(Excerpts from a point labeling dataset)
┌──

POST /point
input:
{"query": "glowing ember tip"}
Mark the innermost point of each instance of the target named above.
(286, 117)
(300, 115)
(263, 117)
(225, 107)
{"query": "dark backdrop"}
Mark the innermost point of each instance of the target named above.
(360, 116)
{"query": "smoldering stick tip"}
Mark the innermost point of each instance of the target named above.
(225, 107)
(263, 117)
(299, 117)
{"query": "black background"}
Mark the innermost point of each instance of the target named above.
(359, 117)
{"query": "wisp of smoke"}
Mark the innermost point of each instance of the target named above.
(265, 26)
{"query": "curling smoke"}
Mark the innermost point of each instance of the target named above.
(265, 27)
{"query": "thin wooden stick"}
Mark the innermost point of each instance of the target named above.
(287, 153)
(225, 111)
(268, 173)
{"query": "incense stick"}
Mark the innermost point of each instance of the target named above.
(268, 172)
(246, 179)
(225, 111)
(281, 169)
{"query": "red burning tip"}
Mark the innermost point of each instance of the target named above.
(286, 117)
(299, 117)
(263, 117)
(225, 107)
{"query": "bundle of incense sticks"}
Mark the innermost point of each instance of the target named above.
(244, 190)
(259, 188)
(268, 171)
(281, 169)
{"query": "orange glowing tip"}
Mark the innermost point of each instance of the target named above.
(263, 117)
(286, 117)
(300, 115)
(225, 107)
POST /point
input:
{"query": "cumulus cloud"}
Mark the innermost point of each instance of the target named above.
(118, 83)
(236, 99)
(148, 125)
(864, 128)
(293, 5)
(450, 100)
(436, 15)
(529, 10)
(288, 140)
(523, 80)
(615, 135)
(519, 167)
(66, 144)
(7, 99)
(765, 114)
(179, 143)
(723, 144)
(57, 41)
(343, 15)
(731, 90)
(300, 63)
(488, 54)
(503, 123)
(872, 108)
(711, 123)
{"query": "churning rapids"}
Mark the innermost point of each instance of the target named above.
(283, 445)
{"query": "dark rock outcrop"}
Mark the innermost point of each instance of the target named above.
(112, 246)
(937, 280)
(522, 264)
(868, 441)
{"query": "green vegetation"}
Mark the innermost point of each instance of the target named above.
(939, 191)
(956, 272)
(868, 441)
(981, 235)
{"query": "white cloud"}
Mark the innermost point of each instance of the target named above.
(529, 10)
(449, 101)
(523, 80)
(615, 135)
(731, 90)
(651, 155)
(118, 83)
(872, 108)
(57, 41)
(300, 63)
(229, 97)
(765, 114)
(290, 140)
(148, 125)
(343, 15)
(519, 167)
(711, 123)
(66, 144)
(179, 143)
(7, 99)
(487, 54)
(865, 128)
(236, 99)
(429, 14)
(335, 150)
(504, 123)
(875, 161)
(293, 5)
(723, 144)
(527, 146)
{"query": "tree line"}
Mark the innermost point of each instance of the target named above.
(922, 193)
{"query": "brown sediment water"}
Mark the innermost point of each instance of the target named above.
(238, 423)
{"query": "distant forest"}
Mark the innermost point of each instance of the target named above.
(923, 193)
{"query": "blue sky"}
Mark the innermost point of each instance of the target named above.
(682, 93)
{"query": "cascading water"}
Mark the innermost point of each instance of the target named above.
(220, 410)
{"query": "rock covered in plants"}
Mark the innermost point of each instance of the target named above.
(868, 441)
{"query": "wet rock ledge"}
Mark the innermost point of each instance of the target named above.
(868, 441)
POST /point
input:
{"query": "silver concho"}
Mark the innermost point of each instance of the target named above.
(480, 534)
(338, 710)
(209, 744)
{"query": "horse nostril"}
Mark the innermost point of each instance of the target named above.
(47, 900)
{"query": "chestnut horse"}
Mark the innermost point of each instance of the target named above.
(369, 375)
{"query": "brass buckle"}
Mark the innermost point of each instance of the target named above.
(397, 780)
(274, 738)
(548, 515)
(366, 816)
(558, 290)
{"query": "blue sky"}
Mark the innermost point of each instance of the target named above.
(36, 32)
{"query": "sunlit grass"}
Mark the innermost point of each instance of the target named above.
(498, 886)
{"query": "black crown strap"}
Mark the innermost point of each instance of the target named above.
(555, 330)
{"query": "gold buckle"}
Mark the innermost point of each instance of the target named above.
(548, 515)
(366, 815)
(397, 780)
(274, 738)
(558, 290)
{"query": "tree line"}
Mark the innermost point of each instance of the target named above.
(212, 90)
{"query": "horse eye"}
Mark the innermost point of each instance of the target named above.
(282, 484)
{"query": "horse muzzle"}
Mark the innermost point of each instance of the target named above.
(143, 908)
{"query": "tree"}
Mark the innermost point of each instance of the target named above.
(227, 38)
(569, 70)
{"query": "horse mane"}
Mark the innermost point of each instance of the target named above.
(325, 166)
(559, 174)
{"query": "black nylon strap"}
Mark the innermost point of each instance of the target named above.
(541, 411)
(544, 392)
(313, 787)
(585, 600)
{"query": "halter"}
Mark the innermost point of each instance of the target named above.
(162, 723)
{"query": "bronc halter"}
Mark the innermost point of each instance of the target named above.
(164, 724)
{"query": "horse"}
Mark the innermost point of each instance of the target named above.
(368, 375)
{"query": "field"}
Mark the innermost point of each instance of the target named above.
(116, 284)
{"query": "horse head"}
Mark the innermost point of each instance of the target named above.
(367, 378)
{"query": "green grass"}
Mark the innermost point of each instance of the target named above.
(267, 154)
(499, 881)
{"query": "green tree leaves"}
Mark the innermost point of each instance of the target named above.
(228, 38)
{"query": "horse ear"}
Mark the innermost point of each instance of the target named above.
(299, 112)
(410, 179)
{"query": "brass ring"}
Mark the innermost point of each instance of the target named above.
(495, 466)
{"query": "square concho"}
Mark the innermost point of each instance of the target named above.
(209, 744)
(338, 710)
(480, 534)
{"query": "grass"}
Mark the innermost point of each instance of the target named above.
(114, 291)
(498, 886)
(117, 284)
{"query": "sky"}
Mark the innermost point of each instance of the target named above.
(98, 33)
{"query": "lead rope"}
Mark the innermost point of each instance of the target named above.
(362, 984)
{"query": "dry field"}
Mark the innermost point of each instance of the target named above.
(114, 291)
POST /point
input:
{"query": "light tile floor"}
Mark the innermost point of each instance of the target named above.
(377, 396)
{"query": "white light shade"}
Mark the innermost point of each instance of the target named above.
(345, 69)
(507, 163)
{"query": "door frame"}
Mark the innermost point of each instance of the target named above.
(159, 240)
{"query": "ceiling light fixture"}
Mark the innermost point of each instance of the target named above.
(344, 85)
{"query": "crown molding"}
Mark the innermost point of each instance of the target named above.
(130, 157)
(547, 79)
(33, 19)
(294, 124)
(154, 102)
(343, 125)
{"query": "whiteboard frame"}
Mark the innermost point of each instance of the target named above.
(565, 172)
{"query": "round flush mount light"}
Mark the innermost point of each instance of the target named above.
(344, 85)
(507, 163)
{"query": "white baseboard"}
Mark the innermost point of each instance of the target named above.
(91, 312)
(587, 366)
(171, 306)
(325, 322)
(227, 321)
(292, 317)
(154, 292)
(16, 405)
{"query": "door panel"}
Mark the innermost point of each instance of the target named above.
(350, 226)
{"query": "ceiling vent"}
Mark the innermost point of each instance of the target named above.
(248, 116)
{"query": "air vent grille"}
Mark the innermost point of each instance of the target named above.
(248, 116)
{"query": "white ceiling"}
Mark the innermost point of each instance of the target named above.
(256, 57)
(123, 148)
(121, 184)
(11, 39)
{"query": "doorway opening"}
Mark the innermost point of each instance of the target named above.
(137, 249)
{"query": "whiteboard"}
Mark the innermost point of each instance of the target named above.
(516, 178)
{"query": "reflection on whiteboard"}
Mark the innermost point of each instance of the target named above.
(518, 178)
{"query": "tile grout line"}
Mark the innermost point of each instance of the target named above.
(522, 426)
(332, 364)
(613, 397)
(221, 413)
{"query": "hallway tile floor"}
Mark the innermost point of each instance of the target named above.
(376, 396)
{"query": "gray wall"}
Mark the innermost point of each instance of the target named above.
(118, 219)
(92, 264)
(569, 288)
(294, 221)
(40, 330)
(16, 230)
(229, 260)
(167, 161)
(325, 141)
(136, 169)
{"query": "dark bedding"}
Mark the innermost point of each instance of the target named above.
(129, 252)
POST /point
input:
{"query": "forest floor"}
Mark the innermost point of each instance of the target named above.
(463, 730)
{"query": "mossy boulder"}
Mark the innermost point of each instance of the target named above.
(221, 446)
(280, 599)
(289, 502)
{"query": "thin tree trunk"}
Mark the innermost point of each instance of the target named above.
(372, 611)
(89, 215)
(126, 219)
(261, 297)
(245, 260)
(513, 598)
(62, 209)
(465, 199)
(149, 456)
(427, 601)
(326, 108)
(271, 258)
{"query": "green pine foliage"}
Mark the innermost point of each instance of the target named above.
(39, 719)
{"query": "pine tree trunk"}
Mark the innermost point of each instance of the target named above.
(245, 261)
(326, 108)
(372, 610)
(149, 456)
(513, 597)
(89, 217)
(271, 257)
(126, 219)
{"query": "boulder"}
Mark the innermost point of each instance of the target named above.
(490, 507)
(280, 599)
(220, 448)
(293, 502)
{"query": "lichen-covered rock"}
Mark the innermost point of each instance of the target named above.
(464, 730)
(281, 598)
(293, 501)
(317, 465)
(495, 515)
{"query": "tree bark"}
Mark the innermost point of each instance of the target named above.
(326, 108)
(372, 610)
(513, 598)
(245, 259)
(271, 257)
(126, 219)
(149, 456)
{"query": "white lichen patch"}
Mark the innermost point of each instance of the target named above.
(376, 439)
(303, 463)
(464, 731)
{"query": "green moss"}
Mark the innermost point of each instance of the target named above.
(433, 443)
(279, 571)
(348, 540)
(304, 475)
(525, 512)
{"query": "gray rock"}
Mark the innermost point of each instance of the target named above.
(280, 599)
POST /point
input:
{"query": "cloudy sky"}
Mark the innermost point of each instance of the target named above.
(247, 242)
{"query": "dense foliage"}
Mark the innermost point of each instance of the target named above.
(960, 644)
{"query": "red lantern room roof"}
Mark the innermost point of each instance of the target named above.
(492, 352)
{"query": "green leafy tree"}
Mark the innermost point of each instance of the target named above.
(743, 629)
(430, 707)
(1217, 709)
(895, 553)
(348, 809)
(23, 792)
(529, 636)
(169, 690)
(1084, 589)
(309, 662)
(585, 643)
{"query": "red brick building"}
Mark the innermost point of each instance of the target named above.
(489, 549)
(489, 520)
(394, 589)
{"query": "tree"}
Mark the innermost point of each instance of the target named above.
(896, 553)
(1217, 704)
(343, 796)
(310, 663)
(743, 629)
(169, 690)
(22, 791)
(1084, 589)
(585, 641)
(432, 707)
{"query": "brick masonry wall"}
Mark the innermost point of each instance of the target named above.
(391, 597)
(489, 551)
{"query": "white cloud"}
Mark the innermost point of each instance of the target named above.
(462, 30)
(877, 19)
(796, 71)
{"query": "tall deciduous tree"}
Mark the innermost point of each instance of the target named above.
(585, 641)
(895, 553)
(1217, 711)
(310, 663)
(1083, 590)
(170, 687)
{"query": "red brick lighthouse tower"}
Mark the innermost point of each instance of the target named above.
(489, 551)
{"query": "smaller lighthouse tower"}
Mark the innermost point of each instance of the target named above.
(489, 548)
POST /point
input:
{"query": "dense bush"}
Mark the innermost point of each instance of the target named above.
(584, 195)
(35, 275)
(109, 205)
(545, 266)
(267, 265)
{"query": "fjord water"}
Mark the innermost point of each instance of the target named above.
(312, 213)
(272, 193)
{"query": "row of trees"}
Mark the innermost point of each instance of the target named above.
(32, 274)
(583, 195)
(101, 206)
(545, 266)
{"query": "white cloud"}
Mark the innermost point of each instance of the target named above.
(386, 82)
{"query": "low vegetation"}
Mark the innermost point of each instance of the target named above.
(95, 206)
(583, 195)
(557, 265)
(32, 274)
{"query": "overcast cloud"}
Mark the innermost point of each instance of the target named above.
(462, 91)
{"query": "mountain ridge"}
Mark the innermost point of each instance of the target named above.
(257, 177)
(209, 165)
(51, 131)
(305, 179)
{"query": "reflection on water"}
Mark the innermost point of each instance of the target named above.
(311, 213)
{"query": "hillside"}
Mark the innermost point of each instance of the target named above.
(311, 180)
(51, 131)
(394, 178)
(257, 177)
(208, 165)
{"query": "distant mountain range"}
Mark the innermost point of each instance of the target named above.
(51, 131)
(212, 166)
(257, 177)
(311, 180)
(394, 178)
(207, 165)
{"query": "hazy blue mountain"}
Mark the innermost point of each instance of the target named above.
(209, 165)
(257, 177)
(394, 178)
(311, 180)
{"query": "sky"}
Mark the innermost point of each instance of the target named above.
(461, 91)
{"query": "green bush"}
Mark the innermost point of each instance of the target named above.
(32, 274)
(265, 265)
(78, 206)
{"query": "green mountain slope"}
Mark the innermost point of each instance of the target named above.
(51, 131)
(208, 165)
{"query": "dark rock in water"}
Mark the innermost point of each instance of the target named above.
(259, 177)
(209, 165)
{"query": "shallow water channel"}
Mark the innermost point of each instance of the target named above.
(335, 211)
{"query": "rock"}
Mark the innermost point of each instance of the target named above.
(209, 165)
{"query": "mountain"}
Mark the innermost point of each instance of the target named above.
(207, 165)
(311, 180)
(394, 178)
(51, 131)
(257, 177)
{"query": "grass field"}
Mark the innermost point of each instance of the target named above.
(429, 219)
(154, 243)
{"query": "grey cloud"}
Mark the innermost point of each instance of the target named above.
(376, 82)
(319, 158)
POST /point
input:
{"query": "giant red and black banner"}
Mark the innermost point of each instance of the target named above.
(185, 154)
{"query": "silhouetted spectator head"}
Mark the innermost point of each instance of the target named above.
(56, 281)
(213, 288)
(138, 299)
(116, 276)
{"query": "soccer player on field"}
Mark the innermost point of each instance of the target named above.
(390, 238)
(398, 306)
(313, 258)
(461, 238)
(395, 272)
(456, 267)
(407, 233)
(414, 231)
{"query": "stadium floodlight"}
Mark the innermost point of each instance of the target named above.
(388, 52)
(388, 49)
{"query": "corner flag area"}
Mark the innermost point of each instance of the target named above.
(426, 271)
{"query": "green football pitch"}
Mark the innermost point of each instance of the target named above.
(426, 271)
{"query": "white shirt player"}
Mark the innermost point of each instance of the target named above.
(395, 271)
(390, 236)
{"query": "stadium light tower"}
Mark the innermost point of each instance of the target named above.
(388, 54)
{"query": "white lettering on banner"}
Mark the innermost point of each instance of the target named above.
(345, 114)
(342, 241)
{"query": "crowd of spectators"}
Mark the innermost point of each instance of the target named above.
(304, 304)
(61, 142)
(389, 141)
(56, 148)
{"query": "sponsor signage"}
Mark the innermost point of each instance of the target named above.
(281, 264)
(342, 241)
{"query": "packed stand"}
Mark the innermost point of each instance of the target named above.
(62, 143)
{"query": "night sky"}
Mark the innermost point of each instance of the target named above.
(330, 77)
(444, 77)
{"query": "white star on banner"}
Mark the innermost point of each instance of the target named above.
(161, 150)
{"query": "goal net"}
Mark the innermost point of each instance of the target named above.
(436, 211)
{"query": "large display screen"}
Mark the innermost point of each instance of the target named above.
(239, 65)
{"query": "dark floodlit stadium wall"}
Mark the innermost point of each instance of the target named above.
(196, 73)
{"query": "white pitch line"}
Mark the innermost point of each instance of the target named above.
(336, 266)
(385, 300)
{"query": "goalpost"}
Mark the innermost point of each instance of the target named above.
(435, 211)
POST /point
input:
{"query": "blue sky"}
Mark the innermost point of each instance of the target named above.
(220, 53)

└──

Report each line in the items above that contains the word "stadium", copying every such line in full.

{"query": "stadium floodlight"}
{"query": "stadium light tower"}
{"query": "dark floodlit stadium wall"}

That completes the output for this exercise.